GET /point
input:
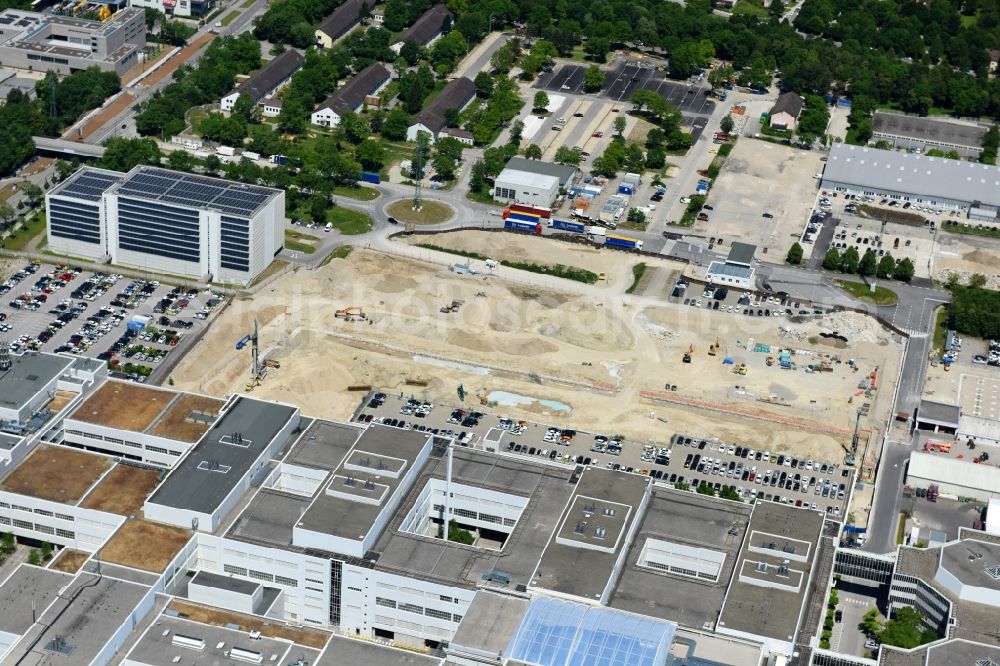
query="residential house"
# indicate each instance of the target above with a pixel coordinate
(458, 94)
(265, 81)
(339, 23)
(426, 29)
(786, 111)
(351, 96)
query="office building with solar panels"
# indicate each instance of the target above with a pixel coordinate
(167, 222)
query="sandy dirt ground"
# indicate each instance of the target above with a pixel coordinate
(954, 255)
(514, 247)
(761, 177)
(593, 351)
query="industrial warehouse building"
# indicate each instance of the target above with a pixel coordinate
(167, 222)
(960, 478)
(532, 182)
(63, 44)
(940, 182)
(916, 134)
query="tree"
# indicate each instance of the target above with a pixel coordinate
(7, 543)
(886, 267)
(516, 132)
(593, 79)
(371, 154)
(354, 127)
(121, 154)
(868, 263)
(831, 261)
(7, 213)
(396, 124)
(904, 629)
(872, 622)
(477, 177)
(458, 535)
(484, 84)
(904, 270)
(317, 208)
(541, 102)
(410, 52)
(32, 193)
(444, 166)
(794, 256)
(849, 260)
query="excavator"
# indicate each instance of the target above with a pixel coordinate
(349, 313)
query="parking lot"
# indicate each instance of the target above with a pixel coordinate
(65, 309)
(623, 80)
(761, 179)
(686, 460)
(863, 231)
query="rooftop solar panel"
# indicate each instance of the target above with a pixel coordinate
(195, 191)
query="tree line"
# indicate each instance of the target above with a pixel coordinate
(57, 104)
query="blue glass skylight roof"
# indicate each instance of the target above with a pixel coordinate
(564, 633)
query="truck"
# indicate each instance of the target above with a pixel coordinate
(518, 225)
(530, 210)
(623, 241)
(523, 217)
(566, 225)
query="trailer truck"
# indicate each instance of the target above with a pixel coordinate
(566, 225)
(518, 225)
(623, 241)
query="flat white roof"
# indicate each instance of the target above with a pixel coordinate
(519, 178)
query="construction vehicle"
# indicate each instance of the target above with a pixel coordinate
(349, 313)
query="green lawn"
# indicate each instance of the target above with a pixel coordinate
(358, 192)
(19, 239)
(298, 235)
(431, 212)
(484, 199)
(348, 222)
(940, 328)
(861, 291)
(296, 246)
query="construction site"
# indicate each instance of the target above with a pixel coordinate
(585, 356)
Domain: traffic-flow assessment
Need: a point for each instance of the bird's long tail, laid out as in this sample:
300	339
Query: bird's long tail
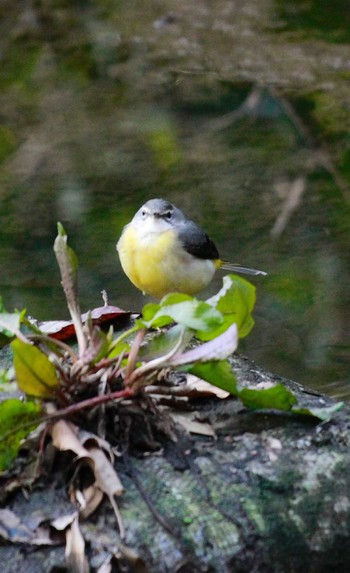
238	269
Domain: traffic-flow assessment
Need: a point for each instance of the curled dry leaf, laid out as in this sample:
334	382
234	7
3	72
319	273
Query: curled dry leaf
65	437
75	549
64	329
189	422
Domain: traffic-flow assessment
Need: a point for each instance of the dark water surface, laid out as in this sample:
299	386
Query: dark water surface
86	139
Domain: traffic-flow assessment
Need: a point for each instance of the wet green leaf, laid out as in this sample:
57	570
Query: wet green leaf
163	343
235	301
13	414
219	348
35	374
275	398
183	309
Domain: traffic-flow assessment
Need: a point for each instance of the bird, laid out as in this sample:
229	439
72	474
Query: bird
162	251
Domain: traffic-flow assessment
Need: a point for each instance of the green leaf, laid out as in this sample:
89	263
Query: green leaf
163	343
10	323
68	264
35	374
183	309
275	398
235	301
217	349
13	414
219	373
325	414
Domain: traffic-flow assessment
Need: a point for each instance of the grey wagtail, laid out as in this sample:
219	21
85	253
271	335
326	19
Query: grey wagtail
162	251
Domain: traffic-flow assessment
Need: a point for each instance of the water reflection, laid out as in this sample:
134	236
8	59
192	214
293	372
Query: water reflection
233	158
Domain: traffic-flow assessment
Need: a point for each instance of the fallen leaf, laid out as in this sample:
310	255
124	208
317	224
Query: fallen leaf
203	387
64	329
12	529
188	421
75	549
105	474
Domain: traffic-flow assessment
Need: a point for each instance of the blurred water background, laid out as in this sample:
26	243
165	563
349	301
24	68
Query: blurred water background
236	111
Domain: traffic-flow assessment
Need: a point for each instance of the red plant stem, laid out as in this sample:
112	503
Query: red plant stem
90	403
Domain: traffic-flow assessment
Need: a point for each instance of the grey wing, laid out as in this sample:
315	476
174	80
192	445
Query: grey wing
196	242
239	269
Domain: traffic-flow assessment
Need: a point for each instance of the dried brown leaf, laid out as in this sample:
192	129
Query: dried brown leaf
106	477
188	421
75	549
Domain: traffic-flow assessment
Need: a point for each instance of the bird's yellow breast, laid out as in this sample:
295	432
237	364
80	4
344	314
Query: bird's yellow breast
157	263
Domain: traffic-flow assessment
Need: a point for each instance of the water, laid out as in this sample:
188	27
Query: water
87	141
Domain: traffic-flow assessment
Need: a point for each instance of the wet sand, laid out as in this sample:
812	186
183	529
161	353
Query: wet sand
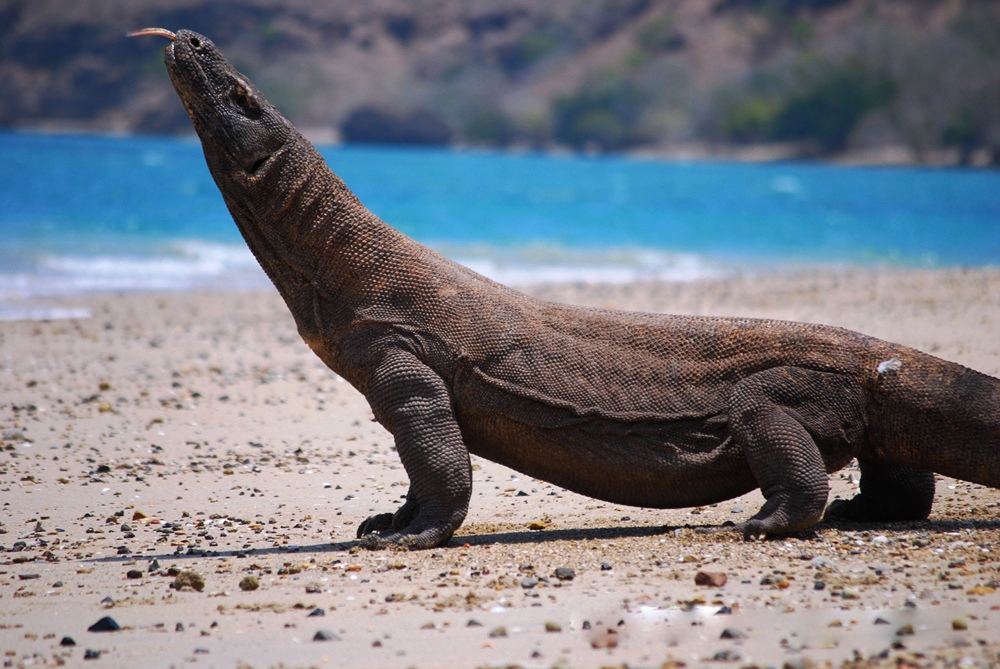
182	432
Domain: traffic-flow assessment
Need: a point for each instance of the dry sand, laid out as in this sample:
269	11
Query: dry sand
195	432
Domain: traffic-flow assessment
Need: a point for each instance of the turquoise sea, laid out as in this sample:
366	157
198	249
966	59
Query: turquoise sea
93	213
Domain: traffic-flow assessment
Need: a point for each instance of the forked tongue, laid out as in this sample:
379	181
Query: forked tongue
162	32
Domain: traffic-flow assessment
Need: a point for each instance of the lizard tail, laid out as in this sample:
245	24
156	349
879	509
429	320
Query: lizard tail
937	416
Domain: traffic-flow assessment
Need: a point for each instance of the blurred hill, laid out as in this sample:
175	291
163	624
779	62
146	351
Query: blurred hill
869	79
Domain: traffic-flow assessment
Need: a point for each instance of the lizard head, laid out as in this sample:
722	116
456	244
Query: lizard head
240	131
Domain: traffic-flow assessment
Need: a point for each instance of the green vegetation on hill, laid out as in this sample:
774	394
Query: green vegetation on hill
826	76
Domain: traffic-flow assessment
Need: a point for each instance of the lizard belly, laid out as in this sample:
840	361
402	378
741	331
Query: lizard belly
669	465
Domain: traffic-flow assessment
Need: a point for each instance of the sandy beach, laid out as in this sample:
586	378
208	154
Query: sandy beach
182	464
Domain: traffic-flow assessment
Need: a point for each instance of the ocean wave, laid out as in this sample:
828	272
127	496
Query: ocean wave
182	265
539	265
193	265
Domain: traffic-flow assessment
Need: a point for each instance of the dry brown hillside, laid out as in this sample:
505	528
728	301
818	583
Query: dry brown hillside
819	76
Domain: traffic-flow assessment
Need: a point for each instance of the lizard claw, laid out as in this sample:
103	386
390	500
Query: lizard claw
372	524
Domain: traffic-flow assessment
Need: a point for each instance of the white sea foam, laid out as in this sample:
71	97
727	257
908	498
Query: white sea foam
185	265
197	265
549	265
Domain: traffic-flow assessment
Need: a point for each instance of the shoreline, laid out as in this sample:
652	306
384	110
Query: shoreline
195	431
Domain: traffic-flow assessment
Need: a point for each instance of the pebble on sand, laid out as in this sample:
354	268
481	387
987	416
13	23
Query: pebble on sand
325	635
105	624
714	579
189	580
565	574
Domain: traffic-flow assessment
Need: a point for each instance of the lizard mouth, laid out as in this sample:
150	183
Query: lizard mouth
162	32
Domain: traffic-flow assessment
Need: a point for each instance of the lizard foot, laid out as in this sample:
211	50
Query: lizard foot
430	538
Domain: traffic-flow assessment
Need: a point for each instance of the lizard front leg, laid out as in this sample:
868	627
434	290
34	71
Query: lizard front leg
414	404
795	425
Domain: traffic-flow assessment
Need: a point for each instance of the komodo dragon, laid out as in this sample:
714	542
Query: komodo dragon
640	409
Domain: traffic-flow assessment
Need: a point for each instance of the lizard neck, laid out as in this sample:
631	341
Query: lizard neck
318	243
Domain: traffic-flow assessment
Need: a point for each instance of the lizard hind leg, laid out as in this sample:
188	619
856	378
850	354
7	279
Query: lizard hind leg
794	425
889	492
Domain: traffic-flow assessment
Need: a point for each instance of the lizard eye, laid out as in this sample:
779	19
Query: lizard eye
243	99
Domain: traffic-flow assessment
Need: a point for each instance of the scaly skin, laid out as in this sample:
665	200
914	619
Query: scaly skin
641	409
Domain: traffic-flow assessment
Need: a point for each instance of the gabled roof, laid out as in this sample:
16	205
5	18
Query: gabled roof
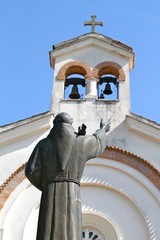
93	35
96	39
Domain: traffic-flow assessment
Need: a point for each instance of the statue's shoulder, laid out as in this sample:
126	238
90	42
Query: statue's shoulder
44	143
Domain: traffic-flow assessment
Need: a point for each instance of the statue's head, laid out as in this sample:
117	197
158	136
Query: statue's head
63	118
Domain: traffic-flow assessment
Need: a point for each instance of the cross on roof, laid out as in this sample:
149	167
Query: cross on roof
93	23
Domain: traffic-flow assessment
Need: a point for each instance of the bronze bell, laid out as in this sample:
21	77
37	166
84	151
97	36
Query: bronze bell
74	93
101	95
107	89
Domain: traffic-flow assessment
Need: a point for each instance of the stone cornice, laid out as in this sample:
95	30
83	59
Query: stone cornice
113	153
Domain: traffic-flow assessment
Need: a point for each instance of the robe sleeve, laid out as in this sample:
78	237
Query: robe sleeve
33	169
95	144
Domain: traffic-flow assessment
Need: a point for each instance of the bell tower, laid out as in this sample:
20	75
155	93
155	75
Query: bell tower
91	78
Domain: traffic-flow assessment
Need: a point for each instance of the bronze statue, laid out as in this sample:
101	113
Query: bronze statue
55	167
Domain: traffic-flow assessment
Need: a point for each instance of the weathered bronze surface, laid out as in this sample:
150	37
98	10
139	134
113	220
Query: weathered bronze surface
55	167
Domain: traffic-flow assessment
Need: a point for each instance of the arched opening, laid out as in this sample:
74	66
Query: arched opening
74	87
108	87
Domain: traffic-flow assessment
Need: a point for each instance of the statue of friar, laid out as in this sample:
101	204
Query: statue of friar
55	167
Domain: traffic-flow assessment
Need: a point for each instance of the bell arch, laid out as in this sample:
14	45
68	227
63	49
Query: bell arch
113	153
107	67
74	67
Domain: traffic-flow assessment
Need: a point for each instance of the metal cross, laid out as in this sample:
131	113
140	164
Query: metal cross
93	23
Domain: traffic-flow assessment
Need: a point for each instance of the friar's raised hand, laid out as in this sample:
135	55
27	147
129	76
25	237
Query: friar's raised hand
105	125
82	130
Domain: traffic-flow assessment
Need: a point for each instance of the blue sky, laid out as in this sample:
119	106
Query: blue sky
29	28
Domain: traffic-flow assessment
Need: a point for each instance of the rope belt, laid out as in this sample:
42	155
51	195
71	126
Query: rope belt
63	179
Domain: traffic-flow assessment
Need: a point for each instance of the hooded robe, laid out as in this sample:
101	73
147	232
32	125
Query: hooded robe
55	167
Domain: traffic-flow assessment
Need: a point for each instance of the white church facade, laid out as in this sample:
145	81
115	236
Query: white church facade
120	190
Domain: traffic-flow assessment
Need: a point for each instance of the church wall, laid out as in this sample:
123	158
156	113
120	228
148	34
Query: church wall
18	142
118	194
140	145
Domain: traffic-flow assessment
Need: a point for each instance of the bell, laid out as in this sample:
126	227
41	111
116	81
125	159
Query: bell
74	93
101	95
107	89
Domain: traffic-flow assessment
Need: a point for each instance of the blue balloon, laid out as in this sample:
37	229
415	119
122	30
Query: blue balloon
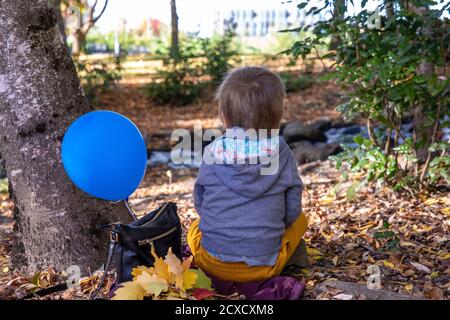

# WORK REQUEST:
Your answer should be only a number: how many lines of the data above contain the string "construction"?

# RESPONSE BELOW:
2